• **Problem**: What lines in the following entries hold the word "countertop"? Copy each one.

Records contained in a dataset

=====

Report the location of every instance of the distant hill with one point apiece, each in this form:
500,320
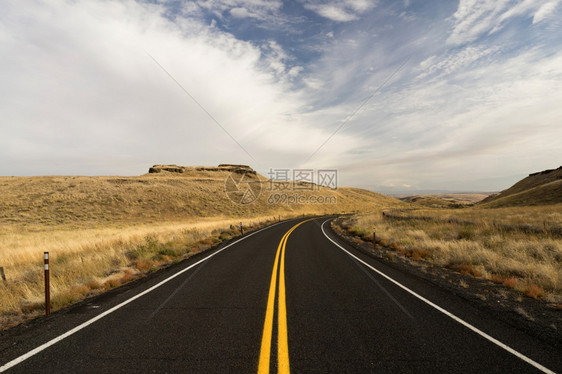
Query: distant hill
542,188
171,193
444,200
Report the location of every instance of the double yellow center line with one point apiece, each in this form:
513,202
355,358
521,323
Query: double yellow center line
282,340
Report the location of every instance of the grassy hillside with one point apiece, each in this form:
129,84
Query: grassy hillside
543,188
104,231
165,196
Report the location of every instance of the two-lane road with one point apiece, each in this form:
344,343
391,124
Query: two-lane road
286,298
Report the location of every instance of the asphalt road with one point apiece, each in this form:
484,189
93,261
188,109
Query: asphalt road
273,301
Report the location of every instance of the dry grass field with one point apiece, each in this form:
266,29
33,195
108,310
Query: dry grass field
520,247
104,231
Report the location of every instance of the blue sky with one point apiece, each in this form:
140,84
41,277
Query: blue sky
412,95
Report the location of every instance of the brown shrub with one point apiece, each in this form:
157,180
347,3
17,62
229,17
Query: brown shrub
534,291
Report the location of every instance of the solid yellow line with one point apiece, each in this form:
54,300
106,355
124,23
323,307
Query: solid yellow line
265,351
282,335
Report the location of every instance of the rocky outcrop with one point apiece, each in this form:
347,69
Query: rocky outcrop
240,169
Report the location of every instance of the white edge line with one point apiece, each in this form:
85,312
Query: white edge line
444,311
54,341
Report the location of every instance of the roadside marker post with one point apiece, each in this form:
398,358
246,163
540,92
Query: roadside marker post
47,285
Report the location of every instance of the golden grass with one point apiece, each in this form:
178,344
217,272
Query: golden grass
102,232
519,247
88,261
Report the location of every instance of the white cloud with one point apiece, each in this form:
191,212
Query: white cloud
495,119
240,13
340,10
258,9
77,85
474,18
545,10
453,61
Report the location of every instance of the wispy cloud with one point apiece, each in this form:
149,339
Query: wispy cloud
340,10
477,99
475,18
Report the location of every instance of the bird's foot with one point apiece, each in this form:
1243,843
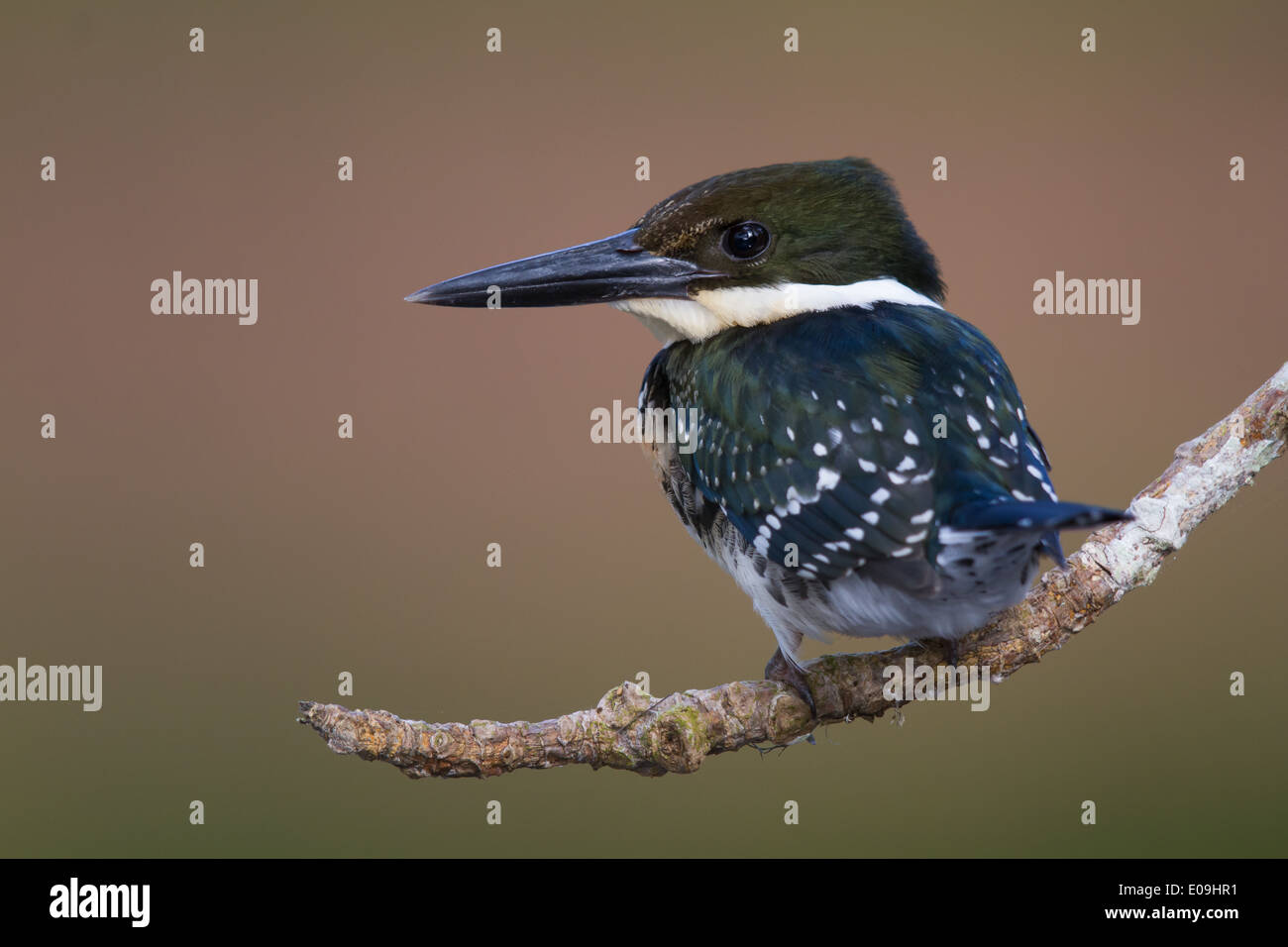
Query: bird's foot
787,672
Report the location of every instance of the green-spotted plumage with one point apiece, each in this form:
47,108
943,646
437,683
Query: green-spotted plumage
859,459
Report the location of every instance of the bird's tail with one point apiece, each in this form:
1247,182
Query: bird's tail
1044,517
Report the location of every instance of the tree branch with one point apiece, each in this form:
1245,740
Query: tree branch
631,729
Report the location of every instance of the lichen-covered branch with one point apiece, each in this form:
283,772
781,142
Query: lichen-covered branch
630,729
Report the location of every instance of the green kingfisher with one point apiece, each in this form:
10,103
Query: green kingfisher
855,457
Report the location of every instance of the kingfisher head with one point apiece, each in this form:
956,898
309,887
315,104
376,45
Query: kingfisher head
739,249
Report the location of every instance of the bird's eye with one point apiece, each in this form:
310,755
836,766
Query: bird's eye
746,240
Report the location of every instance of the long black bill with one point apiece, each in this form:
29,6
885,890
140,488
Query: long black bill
600,272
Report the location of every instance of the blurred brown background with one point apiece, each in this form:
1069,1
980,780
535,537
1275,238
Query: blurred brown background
473,427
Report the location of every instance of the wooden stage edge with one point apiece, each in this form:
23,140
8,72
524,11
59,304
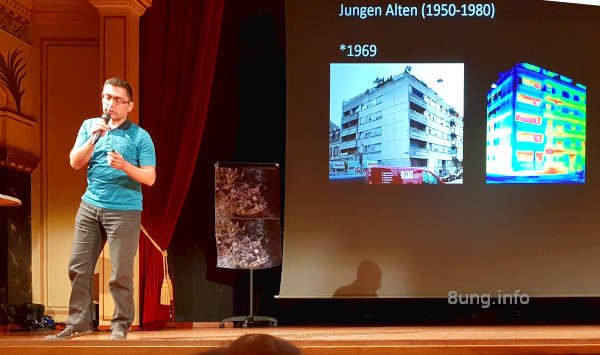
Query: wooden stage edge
519,339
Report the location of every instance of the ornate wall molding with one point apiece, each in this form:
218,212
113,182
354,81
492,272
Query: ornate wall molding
18,160
136,6
15,19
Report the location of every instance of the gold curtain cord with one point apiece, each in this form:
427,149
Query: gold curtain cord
166,290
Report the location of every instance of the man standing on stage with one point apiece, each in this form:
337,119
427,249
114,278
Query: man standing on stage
120,157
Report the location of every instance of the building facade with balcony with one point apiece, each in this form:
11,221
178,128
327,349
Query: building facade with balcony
401,122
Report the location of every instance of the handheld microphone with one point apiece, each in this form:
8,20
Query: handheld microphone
106,118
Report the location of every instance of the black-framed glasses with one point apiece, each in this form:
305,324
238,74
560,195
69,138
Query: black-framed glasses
115,99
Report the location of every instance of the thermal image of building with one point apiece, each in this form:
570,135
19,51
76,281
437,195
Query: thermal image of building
536,127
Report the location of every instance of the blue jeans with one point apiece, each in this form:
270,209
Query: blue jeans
93,227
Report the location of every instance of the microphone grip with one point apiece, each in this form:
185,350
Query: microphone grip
97,135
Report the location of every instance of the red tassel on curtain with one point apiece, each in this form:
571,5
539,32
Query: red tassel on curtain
179,43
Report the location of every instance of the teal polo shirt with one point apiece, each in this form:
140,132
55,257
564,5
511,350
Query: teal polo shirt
109,187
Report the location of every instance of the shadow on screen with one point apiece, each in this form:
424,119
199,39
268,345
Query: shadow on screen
366,284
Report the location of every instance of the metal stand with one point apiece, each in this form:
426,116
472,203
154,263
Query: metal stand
250,320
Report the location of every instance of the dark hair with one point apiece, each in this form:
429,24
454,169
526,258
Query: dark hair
114,81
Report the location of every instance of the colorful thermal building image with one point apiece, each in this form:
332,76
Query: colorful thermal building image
536,124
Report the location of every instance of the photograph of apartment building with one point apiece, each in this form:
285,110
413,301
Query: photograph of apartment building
402,116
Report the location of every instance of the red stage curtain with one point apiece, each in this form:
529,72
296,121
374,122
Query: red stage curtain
179,42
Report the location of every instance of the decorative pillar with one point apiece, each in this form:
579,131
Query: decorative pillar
119,41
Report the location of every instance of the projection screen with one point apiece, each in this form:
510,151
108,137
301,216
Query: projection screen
438,147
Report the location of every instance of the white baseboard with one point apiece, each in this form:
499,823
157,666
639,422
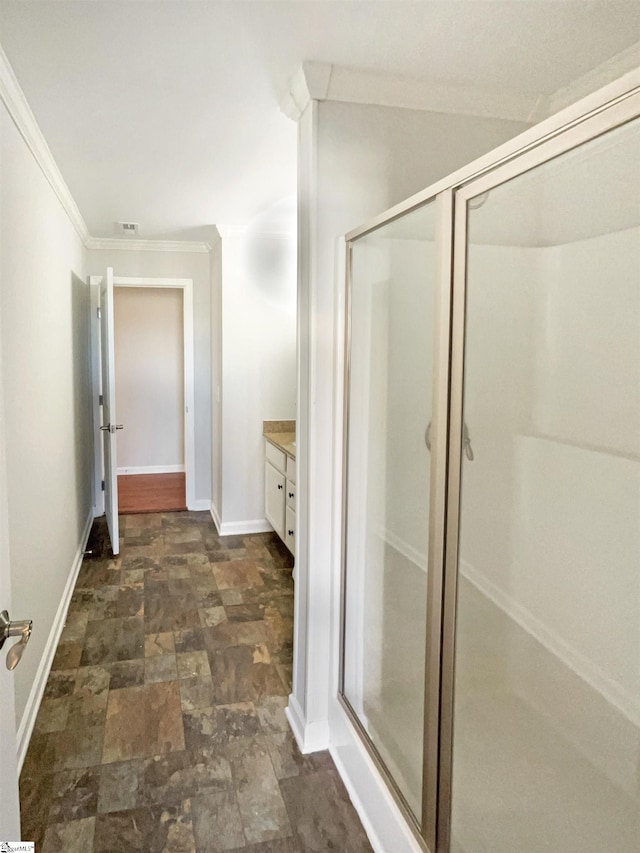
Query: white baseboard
381,818
215,515
25,729
153,469
559,648
239,528
200,505
310,737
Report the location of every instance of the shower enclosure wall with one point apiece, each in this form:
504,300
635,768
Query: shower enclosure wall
490,651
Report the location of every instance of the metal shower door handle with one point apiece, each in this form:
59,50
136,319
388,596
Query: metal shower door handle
21,629
466,439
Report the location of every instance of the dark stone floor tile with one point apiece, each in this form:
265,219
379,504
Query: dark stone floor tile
113,640
119,785
74,794
176,776
219,724
322,814
217,825
145,830
161,668
288,761
92,680
143,721
53,715
60,683
75,628
229,634
189,639
35,799
130,602
67,656
65,837
170,605
262,808
196,693
127,673
99,573
238,678
79,748
245,612
87,710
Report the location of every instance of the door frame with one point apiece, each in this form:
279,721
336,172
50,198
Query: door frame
186,286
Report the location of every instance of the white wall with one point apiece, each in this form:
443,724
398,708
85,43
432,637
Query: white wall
197,266
216,379
354,161
47,405
149,362
258,364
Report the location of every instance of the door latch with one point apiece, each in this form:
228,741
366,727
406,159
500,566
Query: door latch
21,629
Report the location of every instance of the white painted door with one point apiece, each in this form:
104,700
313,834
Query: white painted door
109,426
9,805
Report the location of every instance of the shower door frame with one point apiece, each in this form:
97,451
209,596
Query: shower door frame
612,106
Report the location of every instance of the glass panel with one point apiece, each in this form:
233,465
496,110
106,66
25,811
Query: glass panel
393,275
547,681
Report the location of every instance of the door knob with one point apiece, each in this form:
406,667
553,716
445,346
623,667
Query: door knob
21,629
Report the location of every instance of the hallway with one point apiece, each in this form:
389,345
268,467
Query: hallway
162,727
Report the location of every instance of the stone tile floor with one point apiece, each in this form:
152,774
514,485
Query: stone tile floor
162,726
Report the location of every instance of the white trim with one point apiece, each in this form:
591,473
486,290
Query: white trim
186,285
200,505
609,70
25,729
125,244
152,469
215,515
320,81
310,737
18,108
379,813
243,528
96,390
559,648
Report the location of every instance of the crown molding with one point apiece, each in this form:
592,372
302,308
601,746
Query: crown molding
324,82
124,244
16,103
608,71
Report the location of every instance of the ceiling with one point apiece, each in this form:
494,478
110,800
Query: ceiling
166,113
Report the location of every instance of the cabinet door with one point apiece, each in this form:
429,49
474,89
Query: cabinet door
290,530
274,498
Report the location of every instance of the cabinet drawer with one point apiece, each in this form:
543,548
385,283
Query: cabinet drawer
278,458
291,494
290,530
274,484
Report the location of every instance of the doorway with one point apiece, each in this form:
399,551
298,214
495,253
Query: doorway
149,362
153,369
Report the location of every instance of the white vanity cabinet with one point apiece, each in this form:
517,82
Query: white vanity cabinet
280,493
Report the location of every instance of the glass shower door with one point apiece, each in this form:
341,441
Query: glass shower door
388,472
546,724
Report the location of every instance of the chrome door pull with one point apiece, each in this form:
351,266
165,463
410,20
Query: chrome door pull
468,450
466,438
21,629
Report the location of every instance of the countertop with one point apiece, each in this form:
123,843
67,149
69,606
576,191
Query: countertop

=====

• **Result of the exercise**:
Report the location of every instance of the countertop with one point apiece, each in this form:
Query: countertop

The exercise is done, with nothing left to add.